• EXCERPT TO READ:
Be Well

Doctors aren’t just for when kids are sick.  Well care visits ensure your child is happy, healthy and thriving.  They’re also often the time and place kids get the vaccinations they need for school and to protect them from disease.  Dan Nicklas, MD, a pediatrician at Children’s Hospital Colorado’s primary care-focused Child Health Clinic, says well care visits are important for children of all ages and their family.

Regular visits help us get to know you.  We make sure all systems are working, so to speak, but we also serve as a sounding board and educational resource for both you and your child. – Dr. Nicklas

He says that kind of relation can help pediatricians give quality care.  In other words, if you pediatrician knows what your child is like when they’re healthy, they can offer care when something is wrong.

That’s true during a pandemic, too.

The demand to prioritize every trip out of the house means many parents are asking how important well care visits really are.  For pediatric health experts, the answer is simple: very important, especially because vaccinations protect kids from many potential deadly diseases, like measles, polio and the flu.

If you’re worried about the risk of spreading the virus, call your pediatrician’s office to ask about new policies they have in place, including protective equipment.  Many practices also have innovative care options like video visits.

• MATERIAL SUPPLIED:

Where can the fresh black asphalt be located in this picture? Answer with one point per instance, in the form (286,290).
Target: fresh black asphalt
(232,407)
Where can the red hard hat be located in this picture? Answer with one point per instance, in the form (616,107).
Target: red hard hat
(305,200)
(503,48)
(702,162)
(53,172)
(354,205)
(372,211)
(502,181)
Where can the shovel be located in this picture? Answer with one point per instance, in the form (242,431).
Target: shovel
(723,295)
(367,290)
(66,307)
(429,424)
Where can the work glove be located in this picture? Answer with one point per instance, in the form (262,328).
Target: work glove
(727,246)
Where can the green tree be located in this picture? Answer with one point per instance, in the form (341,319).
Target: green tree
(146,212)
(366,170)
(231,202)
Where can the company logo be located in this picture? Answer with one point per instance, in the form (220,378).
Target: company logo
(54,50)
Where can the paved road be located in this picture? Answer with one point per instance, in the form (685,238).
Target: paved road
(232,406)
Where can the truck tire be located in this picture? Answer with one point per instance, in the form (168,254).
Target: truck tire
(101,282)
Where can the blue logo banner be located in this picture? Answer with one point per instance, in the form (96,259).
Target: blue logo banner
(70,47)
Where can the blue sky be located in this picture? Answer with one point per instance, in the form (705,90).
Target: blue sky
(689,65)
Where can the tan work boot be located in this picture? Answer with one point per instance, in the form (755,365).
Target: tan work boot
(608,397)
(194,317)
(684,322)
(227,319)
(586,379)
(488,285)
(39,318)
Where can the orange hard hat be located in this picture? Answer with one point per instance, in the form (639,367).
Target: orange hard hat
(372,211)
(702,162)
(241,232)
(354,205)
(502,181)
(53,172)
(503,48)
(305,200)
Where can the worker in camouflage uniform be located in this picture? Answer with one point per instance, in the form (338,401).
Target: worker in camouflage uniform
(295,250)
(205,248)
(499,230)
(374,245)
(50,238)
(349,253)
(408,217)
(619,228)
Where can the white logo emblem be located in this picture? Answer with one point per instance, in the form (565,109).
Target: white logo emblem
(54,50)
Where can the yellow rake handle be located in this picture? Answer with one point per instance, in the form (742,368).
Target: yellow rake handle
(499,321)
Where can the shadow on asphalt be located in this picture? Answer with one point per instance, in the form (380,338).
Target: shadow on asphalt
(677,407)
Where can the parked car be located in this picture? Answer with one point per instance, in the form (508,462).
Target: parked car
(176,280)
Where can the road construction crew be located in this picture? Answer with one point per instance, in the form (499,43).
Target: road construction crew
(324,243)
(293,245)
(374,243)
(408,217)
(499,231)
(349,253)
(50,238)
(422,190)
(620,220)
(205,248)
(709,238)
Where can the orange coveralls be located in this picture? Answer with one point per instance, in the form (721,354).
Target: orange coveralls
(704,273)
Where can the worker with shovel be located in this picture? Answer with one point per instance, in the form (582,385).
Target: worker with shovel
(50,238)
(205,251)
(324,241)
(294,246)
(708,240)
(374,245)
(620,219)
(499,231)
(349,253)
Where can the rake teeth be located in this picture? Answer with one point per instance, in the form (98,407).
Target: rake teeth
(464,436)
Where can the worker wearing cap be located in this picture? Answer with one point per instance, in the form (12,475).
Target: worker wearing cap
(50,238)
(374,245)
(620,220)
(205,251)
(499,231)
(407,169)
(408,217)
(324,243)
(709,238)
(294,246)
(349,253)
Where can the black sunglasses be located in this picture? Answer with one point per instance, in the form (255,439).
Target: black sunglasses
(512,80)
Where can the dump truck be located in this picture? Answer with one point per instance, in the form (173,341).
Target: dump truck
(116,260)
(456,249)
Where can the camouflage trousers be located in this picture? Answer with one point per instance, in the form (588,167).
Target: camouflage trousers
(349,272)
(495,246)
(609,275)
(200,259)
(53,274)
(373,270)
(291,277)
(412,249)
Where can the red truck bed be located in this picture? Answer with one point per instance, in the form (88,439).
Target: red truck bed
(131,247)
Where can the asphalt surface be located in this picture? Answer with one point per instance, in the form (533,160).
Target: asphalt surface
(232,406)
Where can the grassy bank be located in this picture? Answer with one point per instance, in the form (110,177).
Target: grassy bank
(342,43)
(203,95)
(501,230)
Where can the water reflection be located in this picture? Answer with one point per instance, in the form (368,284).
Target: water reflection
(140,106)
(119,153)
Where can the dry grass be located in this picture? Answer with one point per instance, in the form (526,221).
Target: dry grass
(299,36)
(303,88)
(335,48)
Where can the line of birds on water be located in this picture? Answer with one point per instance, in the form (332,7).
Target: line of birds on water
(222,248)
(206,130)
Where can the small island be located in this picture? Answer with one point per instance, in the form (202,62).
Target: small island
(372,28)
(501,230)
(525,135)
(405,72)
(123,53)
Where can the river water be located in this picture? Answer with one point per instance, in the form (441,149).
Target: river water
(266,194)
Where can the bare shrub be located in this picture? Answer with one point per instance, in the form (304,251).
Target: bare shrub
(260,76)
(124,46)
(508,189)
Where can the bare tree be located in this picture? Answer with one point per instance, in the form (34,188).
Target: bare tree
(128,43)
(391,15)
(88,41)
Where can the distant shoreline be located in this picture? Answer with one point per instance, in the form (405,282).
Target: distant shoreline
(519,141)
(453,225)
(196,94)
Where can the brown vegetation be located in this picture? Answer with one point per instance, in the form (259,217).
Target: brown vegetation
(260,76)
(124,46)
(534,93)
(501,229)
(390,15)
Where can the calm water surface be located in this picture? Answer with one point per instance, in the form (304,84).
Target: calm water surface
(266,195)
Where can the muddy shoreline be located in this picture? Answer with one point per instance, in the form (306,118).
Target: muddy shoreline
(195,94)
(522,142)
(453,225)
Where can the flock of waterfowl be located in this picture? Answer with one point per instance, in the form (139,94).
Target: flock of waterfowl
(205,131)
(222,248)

• TASK REQUIREMENTS: Transcribe the stretch of the well care article from "He says that" through "like video visits.". The listing has nothing to do with the well care article.

• EXERCISE RESPONSE:
He says that kind of relation can help pediatricians give quality care.  In other words, if you pediatrician knows what your child is like when they’re healthy, they can offer care when something is wrong.

That’s true during a pandemic, too.

The demand to prioritize every trip out of the house means many parents are asking how important well care visits really are.  For pediatric health experts, the answer is simple: very important, especially because vaccinations protect kids from many potential deadly diseases, like measles, polio and the flu.

If you’re worried about the risk of spreading the virus, call your pediatrician’s office to ask about new policies they have in place, including protective equipment.  Many practices also have innovative care options like video visits.